▶ [Task statement]
Set out everything from the line containing "Where can the straw-wrapped" down through the end of the material below as a numbered list, leaving out any blank lines.

▶ [Material supplied]
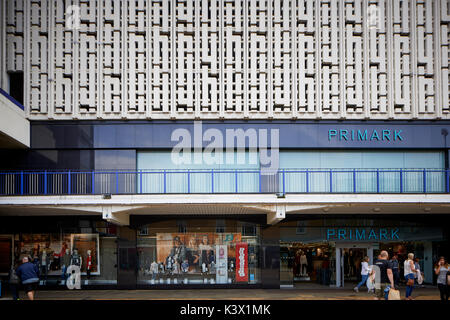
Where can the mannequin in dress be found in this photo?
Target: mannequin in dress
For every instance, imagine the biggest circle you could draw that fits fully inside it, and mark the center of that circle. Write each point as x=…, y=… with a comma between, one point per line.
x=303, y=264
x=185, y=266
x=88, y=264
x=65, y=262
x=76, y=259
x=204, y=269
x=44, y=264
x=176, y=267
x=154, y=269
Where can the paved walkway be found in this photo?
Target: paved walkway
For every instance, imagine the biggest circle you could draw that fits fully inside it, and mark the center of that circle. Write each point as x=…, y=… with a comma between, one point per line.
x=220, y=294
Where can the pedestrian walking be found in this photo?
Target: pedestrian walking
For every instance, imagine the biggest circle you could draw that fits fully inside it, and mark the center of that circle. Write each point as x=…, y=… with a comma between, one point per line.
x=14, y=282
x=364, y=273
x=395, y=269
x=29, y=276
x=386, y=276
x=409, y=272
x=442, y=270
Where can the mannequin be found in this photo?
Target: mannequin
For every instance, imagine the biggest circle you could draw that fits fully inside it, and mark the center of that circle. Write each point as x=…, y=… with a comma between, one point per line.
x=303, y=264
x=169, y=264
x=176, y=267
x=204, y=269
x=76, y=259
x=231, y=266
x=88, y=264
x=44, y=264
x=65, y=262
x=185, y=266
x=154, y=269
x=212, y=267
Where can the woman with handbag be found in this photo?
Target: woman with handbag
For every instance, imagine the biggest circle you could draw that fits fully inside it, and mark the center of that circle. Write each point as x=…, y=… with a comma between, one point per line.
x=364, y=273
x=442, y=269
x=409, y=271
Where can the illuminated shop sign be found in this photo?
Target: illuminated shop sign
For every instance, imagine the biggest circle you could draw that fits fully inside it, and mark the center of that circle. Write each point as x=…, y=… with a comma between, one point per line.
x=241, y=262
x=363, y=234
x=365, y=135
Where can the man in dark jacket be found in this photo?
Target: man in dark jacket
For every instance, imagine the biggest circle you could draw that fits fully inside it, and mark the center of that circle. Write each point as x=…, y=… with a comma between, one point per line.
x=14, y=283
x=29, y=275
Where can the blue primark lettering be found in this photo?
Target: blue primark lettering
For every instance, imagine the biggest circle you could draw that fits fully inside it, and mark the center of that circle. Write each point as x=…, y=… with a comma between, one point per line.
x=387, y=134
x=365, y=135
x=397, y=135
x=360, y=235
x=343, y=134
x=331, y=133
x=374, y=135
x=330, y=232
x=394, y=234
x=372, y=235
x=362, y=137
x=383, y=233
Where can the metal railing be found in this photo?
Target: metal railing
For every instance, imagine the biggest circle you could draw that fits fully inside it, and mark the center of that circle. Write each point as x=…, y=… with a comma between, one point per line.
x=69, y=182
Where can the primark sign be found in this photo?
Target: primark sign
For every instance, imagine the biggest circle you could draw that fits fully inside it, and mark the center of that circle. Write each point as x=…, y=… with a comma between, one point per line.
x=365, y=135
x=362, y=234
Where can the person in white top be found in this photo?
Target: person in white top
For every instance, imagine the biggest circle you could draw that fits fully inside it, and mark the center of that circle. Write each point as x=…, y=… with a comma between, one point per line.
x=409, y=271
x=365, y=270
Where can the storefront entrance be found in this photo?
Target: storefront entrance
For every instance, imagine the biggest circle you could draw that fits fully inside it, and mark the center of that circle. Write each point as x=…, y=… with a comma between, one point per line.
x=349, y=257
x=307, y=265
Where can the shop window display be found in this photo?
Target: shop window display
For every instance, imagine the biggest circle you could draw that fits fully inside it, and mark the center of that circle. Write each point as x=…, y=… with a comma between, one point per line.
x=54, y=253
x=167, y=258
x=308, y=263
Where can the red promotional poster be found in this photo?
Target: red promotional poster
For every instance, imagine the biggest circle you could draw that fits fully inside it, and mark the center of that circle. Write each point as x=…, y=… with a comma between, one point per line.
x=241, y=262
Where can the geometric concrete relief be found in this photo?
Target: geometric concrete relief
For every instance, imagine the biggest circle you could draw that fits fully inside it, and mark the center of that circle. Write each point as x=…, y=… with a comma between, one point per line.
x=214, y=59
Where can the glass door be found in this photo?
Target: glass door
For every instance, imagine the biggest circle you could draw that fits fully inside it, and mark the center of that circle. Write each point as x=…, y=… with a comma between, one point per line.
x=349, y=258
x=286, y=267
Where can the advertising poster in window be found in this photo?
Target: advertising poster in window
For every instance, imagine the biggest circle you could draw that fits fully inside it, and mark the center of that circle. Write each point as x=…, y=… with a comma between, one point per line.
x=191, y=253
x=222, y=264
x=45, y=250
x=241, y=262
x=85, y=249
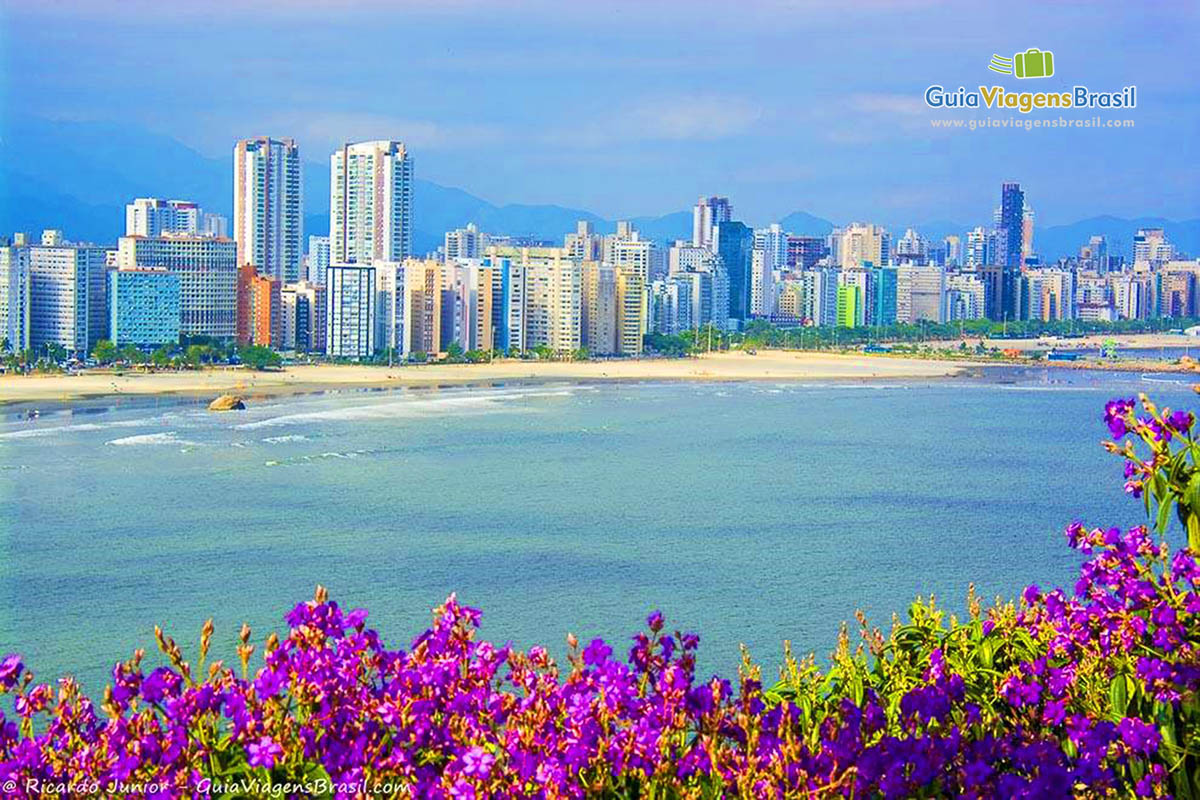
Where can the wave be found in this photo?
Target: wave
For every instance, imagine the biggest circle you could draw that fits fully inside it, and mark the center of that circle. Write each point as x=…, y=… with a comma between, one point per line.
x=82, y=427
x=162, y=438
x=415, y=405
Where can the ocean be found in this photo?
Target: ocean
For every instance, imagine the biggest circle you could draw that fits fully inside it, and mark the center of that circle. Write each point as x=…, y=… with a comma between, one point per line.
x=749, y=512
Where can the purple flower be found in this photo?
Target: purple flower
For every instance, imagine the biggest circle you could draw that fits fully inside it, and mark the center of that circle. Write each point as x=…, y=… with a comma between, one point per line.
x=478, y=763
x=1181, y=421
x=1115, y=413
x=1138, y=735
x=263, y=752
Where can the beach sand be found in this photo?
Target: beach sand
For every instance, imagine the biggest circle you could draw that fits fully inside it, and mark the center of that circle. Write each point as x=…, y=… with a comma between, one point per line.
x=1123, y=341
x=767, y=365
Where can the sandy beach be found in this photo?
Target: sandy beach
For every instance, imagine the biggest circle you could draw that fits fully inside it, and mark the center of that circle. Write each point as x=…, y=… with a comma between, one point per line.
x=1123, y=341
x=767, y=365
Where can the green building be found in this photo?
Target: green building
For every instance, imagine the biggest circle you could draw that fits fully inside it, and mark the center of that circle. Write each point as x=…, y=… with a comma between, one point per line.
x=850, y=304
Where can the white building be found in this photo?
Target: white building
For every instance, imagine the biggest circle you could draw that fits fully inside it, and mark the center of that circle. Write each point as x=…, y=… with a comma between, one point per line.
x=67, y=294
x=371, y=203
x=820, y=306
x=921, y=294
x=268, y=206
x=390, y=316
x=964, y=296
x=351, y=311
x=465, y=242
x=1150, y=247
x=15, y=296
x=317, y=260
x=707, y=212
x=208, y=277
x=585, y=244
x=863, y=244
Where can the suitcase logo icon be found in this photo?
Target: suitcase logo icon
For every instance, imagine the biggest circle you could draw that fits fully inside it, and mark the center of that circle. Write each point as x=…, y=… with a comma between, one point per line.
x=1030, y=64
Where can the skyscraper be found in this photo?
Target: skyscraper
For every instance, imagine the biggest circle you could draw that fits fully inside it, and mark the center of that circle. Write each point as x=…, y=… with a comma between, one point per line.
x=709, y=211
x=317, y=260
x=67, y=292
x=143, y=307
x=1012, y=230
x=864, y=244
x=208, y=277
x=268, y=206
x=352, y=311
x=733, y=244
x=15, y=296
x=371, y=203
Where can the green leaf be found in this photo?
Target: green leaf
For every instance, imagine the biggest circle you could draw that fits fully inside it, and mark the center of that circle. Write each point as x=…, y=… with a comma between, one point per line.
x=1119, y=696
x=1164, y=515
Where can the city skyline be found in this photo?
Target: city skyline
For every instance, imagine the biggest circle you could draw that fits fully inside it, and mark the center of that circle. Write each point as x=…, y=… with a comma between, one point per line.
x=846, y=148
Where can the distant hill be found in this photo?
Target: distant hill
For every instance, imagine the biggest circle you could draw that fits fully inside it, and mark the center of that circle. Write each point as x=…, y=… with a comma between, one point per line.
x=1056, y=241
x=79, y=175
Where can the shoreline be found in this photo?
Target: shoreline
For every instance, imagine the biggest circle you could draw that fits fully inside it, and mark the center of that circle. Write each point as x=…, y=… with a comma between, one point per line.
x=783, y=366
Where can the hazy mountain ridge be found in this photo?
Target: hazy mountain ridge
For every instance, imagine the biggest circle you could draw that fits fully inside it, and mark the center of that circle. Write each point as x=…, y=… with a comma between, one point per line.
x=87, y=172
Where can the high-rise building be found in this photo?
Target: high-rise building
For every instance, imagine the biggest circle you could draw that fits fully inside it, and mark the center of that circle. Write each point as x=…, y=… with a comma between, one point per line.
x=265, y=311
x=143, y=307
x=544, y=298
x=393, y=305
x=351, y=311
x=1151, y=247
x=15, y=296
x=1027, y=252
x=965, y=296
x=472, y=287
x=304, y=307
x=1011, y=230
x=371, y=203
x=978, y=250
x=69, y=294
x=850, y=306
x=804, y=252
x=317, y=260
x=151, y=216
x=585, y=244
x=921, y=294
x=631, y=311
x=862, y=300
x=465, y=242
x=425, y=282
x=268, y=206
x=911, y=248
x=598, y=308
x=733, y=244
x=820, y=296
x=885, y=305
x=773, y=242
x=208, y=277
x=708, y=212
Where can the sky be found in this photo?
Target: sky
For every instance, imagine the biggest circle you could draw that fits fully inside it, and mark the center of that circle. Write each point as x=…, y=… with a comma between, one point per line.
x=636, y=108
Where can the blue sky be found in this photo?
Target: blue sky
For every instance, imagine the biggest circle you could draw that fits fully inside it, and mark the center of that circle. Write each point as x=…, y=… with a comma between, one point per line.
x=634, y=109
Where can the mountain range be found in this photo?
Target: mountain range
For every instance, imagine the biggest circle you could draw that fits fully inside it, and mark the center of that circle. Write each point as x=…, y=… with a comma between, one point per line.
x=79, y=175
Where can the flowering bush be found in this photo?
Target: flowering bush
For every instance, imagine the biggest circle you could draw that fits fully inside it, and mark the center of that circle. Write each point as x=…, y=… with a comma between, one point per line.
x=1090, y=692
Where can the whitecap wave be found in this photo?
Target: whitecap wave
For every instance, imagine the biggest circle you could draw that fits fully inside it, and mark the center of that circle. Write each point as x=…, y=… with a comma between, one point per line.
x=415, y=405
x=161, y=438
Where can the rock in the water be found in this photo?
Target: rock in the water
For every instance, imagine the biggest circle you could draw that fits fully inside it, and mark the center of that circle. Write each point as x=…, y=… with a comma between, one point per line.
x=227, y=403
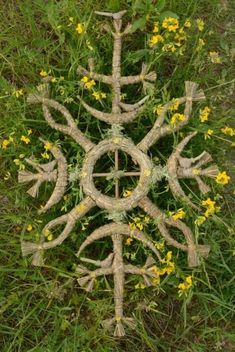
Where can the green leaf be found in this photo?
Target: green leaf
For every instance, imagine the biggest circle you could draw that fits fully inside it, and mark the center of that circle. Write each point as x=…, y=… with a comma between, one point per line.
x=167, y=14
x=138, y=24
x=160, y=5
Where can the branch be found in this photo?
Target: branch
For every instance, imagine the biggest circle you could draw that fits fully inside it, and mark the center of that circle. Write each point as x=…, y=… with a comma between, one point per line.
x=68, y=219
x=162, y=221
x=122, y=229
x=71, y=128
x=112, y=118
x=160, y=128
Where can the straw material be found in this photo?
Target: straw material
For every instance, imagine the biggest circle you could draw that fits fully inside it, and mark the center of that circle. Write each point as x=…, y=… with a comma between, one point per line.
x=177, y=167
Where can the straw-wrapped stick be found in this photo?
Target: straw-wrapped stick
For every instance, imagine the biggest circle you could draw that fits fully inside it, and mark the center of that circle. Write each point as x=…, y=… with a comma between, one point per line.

▶ [Solved exercise]
1. Where can the straw-wrapped stick be found in this photo?
2. Target: straw-wrapped stick
3. For every instance, imagine the biggest circle you could draw that fits fully inside it, and mark the center of that circle. Write each point as x=…, y=… with a comma between, one point per line.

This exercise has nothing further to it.